SHORT TASK -
Copy out each of the lines below word for word.

DATA FOR PROCESSING -
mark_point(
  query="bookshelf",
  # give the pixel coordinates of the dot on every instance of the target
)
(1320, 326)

TASK RESULT -
mark_point(
  query="bookshelf",
  # give the pixel coordinates of the dot on every instance of the target
)
(1320, 326)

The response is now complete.